*Consigne 1:*
D'après l'extrait du document, comment le prénom Joan doit-il se prononcer ?

*Extrait du document:*
▶
La vie de Joan, son imagination ?

Laurent Larivière, brillant scénariste avant d’être réalisateur, fait raconter par son personnage Joan des histoires qui construisent sa vie. Dans un travail assez littéraire, et ou la littérature a sa place, il nous emmène dans une succession de films dans le film. Et tous sont attachants, surtout menés par cette grande comédienne qu’est Isabelle Huppert.

Par Bernard Cassat

Isabelle Huppert et Swann Arlaud, mère et fils dans A propos de Joan. Photo Gifted Films West et Blinder Films

Elle s’appelle Joan. Ça se prononce Jaune et surtout pas Johan, explique-t-elle directement à la caméra. Et le film s’enclenche ainsi, sur une parole. Les images vont suivre, bien sûr. Notamment celles d’un homme qui la suit dans les rues désertes de Paris. Elle le piège et découvre que c’est Doug, son premier amour. Après une discussion dans un bistrot, dans le temps présent, le film passe assez vite de la narration du passé au flash-back, autre manière de raconter. Au volant de sa Mini Cooper alors qu’elle part dans sa maison de campagne, elle s’adresse directement à la caméra. Tout au long du film, le procédé narratif passera de la parole à l’image. Avoir revu Doug a provoqué chez elle une remontée de souvenirs qui font faire le corps du film.
◀
*Lignes sources:*
▶
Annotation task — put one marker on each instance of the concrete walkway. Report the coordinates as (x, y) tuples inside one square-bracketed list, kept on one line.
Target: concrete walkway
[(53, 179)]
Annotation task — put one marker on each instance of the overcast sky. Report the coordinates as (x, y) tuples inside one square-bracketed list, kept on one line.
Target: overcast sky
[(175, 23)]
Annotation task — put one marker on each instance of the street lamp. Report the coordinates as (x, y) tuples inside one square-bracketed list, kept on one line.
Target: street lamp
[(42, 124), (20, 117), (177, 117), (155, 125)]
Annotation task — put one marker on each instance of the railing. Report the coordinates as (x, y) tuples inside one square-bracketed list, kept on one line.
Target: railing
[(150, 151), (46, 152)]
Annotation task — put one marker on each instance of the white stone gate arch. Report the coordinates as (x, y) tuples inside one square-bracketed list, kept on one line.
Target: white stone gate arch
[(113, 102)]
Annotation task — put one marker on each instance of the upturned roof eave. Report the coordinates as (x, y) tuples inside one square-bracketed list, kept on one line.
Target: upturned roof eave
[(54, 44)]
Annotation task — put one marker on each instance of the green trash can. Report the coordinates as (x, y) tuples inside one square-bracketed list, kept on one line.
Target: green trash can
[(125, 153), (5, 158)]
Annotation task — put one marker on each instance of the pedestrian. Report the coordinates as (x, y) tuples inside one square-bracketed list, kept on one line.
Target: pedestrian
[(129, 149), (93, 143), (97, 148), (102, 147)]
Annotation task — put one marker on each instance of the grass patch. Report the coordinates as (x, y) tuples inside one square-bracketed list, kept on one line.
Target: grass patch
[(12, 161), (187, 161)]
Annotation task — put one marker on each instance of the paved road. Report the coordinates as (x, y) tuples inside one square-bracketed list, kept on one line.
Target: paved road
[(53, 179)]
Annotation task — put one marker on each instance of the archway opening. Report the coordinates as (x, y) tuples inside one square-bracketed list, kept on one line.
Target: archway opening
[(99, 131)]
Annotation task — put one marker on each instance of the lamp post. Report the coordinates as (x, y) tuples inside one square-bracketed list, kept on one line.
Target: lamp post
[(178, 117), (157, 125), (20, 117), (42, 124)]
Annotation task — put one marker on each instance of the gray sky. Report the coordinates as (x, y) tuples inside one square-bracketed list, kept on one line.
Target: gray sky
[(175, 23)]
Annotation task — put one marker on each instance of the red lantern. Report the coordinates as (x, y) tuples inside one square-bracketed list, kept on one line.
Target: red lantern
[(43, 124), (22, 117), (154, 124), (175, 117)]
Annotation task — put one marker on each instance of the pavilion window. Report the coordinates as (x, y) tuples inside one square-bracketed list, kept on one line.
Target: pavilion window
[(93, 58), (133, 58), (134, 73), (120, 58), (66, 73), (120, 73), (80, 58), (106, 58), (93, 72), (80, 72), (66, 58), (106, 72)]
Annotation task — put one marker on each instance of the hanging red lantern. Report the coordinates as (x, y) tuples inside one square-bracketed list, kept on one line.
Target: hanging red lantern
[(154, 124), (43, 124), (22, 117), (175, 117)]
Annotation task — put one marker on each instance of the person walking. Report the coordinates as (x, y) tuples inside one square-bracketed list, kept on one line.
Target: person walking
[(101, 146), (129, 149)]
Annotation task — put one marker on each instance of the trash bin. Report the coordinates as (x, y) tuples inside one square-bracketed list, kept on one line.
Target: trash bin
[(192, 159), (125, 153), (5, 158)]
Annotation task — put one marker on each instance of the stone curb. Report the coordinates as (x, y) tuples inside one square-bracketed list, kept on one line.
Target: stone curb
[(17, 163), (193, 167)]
◀
*Consigne 2:*
Disposez en tableau Markdown, avec les colonnes « N° » et « Ligne », la partie des lignes sources allant de la première jusqu'à celle qui contient "[(125, 153), (5, 158)]", bornes comprises. Omettez les lignes vides.

*Réponse 1:*
« Jaune », et surtout pas « Johan ».

*Réponse 2:*
| N° | Ligne |
|---|---|
| 1 | Annotation task — put one marker on each instance of the concrete walkway. Report the coordinates as (x, y) tuples inside one square-bracketed list, kept on one line. |
| 2 | Target: concrete walkway |
| 3 | [(53, 179)] |
| 4 | Annotation task — put one marker on each instance of the overcast sky. Report the coordinates as (x, y) tuples inside one square-bracketed list, kept on one line. |
| 5 | Target: overcast sky |
| 6 | [(175, 23)] |
| 7 | Annotation task — put one marker on each instance of the street lamp. Report the coordinates as (x, y) tuples inside one square-bracketed list, kept on one line. |
| 8 | Target: street lamp |
| 9 | [(42, 124), (20, 117), (177, 117), (155, 125)] |
| 10 | Annotation task — put one marker on each instance of the railing. Report the coordinates as (x, y) tuples inside one square-bracketed list, kept on one line. |
| 11 | Target: railing |
| 12 | [(150, 151), (46, 152)] |
| 13 | Annotation task — put one marker on each instance of the white stone gate arch. Report the coordinates as (x, y) tuples inside one square-bracketed list, kept on one line. |
| 14 | Target: white stone gate arch |
| 15 | [(113, 102)] |
| 16 | Annotation task — put one marker on each instance of the upturned roof eave. Report the coordinates as (x, y) tuples inside one square-bracketed list, kept on one line. |
| 17 | Target: upturned roof eave |
| 18 | [(54, 44)] |
| 19 | Annotation task — put one marker on each instance of the green trash can. Report the coordinates as (x, y) tuples inside one square-bracketed list, kept on one line. |
| 20 | Target: green trash can |
| 21 | [(125, 153), (5, 158)] |